From the first line to the last, please reproduce the material exactly, skipping the pictures.
□ □ □ □ □
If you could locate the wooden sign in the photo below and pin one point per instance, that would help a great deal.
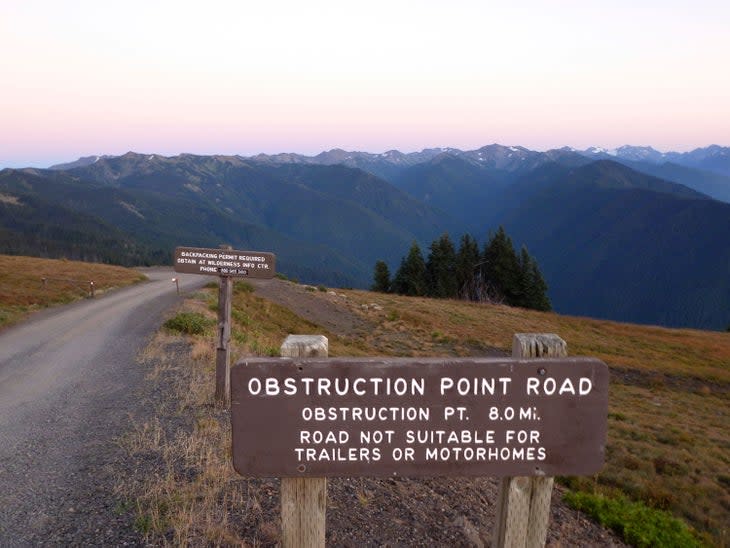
(225, 262)
(418, 417)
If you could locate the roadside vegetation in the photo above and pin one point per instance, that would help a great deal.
(665, 481)
(23, 291)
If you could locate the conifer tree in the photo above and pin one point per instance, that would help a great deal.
(441, 269)
(501, 267)
(381, 277)
(410, 279)
(467, 263)
(533, 290)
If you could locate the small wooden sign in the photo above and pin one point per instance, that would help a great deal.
(225, 262)
(418, 417)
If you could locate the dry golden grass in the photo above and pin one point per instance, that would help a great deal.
(669, 397)
(668, 441)
(691, 353)
(22, 289)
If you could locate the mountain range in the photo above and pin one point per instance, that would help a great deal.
(630, 234)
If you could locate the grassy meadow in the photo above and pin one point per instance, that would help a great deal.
(23, 291)
(668, 453)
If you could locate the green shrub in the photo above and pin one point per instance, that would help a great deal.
(190, 323)
(242, 287)
(638, 524)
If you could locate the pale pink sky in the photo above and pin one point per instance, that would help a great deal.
(81, 78)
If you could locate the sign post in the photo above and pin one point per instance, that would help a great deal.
(418, 417)
(523, 503)
(525, 418)
(226, 263)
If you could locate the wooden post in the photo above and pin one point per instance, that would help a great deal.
(303, 500)
(523, 506)
(223, 354)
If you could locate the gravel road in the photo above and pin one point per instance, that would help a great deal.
(68, 384)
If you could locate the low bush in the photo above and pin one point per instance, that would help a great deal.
(190, 323)
(637, 523)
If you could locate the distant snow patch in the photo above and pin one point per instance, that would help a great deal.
(133, 210)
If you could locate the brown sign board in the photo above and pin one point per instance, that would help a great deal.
(418, 416)
(225, 262)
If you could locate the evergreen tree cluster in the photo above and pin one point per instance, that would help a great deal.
(497, 274)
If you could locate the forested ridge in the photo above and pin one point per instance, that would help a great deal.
(497, 274)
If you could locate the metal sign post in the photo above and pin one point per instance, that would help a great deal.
(418, 417)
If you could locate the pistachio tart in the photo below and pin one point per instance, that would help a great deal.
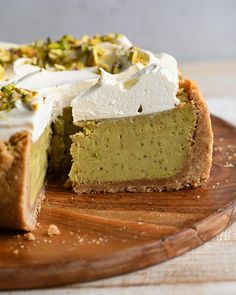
(100, 114)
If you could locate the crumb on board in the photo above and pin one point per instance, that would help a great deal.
(53, 230)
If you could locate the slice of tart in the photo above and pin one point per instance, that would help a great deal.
(100, 112)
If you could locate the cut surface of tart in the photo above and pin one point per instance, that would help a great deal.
(167, 150)
(101, 113)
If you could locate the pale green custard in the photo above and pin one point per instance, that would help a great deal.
(141, 147)
(38, 163)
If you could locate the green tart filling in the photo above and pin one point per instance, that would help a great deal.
(142, 147)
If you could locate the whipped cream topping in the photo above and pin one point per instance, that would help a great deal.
□ □ □ □ □
» **Answer section**
If you could locate the wooden sign in the photo below and pin one point per instance, that would help a great deal.
(225, 262)
(418, 417)
If you could locate the roadside vegetation in the photo above and pin one point per instance, that would help a great deal.
(665, 481)
(23, 291)
If you could locate the conifer tree in the photo above and pin one point per instance, that would help a great deal.
(441, 269)
(501, 267)
(381, 277)
(410, 279)
(467, 263)
(533, 290)
If you could locate the small wooden sign in the photo above and pin one point per instance, that would help a great deal.
(225, 262)
(418, 417)
If you could locate the dry golden grass in the photo above and pin one point per instance, that would help a great deal.
(669, 397)
(668, 441)
(691, 353)
(22, 289)
If you could locate the mountain range in the photo above and pin one point per instance, that would help a great deal.
(630, 234)
If you could locate the grassy meadow in the photo above and pin one point per instance, that would help a great deal.
(23, 291)
(668, 453)
If you could locate the green shrub in the photo above and pin one point per instance, that would help a great deal.
(190, 323)
(242, 287)
(638, 524)
If you could locate the pale pink sky in the photo above and pin one point per instance, that would help a great deal.
(81, 78)
If you could locate the sign post in the photo above and pin one point per instance, that would help a great deal.
(418, 417)
(523, 503)
(525, 418)
(226, 263)
If you could locate the wooden post in the photo above and pin one point per instance, that would help a great deal.
(303, 500)
(523, 506)
(223, 354)
If you could locate the gravel road in the photo above and pin one point per instance, that would help a great deal.
(68, 384)
If you could locate the low bush in the photo above and pin one point per instance, that would help a great deal.
(190, 323)
(637, 523)
If you could locate the distant snow patch in the photo above and pin one point per instance, that would help a great deal.
(133, 210)
If you could locate the brown sign board in the photo above and pin one point per instance, that would help a great deal.
(418, 416)
(225, 262)
If you could locate the evergreen tree cluster in the photo above and pin one point per instance, that would help a great deal.
(497, 274)
If you could locate the forested ridge in the photo above and pin one point per instance, that would help a great deal.
(497, 274)
If you could locate the metal sign post in the photo above and pin one point per instance, that would help a great deal.
(418, 417)
If you could locate the pistachio tart in the photo below and pin one point per instance, that would help a great deal.
(100, 114)
If you could locate the crumb on board in the photo above and pin one point per instance, that would help a great deal.
(53, 230)
If you could locate the slice of tart in the photo above and pin one point per instance, that would help a great deal.
(100, 112)
If you could locate the cut surface of tart in the photo above and pin one point per instance, that would help a great deal.
(167, 150)
(101, 113)
If you could locate the pale green custard in the photo above and pin one point per instance, that would help a great deal.
(141, 147)
(38, 163)
If you could locate the green tart filling in the photo above and pin one point per instance, that would help a great deal.
(142, 147)
If you could locate the whipped cream topping in the photo above and pin one point per instance, that would help a great deal.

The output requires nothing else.